SOURCE PASSAGE
I mean you hear that staff, you say wow that's pretty cool, is that the answer to a healthcare problem? I don't think so. It's going to be very interesting, it's going to be important. I think in a short term it's going to be used by a small segment of the population who are the early adopters of whatever the nunu thing is.

But, I think that's fine, I think there has to be this wash up where we see which one of this things really add value, and which one's of this things are just hype and kind of flavor of the month. Ultimately, I'm pretty convinced that the patient of the future will be embedded in the healthcare system of the future working with the doctor of the future.

And that will be taking advantage of patients, engagement in new ways. We'll be monitoring new flaws of data not all of which rely on the patient coming to my office so that I can look at them, take their blood pressure and draw their laboratory studies. And so how this all shakes out? I don't have any idea, and I don't think anyone yet has any idea.

The payment system has to shift as well. It's a matter of developing the technologies, and all the G-WIZ is part of that. But ultimately, we we have to figure out a payment system that says, there are incentives built in for the patients to do this work themselves, for the doctor and healthcare assistant build the air traffic control systems that pick up all these new data streams, and monitor them.

We also have to do some really hard work around setting the thresholds. And by that I mean when you walk into the cockpit of a modern airbus, or Boeing the technology is unbelievable. Everything is a computer, it's extraordinarily rich, and yet they have figured out a system that does not overwhelm the pilot with too much data.

The system basically manages by exception, when there's something out of work, it signals them in a way that makes it obvious what you have to attend to. The risk in a short term is we're going to be creating all of these data streams coming at you from a thousand angles, and from either the patient standpoint or doctors standpoint, it really seems like noise and figuring out signal to noise and weed versus [xx] is a huge undertaking, and I think we've only just began to scratch the surface on it.

BRIEF A
In the passage on healthcare technology, which things does the speaker describe as "of the future"?
BRIEF B
Return the words of the passage on healthcare technology from "We also have" up to and including "surface on it.".

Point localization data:
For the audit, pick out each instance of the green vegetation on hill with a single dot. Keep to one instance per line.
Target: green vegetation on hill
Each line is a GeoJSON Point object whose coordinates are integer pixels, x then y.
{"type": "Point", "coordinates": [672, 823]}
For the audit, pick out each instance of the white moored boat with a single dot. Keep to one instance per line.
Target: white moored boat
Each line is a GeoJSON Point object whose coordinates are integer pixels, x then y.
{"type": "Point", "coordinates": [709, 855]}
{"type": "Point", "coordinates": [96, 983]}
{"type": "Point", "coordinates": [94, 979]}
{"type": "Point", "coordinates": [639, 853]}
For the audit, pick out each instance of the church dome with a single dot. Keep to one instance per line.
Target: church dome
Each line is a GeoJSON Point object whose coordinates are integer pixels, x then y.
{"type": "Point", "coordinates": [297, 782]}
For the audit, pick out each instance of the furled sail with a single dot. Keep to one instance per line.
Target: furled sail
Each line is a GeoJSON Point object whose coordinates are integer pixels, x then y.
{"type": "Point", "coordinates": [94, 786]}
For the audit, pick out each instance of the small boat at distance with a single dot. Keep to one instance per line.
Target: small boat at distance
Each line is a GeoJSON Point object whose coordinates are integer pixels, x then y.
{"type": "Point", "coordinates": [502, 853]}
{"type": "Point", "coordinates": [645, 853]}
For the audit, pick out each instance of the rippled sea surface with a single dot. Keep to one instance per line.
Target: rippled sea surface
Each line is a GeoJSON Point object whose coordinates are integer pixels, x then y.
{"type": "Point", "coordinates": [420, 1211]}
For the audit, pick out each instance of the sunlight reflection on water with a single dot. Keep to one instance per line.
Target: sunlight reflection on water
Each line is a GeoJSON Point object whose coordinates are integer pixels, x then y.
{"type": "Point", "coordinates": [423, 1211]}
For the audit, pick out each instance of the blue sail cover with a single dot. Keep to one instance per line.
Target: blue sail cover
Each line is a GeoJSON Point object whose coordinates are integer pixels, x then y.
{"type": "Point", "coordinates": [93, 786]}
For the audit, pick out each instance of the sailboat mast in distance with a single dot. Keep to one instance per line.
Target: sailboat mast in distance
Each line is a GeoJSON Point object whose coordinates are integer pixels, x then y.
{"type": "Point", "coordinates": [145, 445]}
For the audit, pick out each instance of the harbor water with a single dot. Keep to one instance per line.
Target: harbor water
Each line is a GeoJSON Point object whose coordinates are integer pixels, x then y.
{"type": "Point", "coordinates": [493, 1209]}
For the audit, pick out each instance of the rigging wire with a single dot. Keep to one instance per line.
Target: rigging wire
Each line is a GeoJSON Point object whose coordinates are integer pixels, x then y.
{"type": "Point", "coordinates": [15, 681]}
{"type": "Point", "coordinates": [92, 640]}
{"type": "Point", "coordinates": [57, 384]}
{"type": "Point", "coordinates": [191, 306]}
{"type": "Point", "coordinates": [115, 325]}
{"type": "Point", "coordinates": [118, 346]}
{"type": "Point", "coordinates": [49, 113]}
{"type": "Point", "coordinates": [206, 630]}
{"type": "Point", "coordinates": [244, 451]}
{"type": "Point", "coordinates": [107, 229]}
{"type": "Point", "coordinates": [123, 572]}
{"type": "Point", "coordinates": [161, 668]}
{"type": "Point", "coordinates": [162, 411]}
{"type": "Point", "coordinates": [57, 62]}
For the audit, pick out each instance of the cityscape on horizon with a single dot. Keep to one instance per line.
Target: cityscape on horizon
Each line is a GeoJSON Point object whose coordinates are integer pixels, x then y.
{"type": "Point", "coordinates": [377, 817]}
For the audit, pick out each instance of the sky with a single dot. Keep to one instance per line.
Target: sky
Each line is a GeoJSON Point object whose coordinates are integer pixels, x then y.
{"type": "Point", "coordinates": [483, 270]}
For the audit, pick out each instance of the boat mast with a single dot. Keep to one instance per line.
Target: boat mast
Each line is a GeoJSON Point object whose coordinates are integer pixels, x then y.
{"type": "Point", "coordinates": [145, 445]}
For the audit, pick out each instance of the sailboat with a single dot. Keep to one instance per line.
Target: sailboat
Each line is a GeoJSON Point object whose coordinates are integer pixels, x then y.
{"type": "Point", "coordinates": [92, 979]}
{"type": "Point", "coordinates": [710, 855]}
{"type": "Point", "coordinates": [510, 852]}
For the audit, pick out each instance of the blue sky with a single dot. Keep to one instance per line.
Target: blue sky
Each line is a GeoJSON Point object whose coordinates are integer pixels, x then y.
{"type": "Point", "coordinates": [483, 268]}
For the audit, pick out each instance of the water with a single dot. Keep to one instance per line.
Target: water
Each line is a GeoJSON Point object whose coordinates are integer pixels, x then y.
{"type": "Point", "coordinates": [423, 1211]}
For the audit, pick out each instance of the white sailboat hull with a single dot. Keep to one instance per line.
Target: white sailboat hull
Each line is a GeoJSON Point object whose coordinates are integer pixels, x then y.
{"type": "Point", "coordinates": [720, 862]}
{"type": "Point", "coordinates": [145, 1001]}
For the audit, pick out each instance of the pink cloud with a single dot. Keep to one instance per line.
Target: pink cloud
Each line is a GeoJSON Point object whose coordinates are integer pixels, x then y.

EXERCISE RESULT A
- the patient of the future
- the healthcare system of the future
- the doctor of the future

EXERCISE RESULT B
We also have to do some really hard work around setting the thresholds. And by that I mean when you walk into the cockpit of a modern airbus, or Boeing the technology is unbelievable. Everything is a computer, it's extraordinarily rich, and yet they have figured out a system that does not overwhelm the pilot with too much data.

The system basically manages by exception, when there's something out of work, it signals them in a way that makes it obvious what you have to attend to. The risk in a short term is we're going to be creating all of these data streams coming at you from a thousand angles, and from either the patient standpoint or doctors standpoint, it really seems like noise and figuring out signal to noise and weed versus [xx] is a huge undertaking, and I think we've only just began to scratch the surface on it.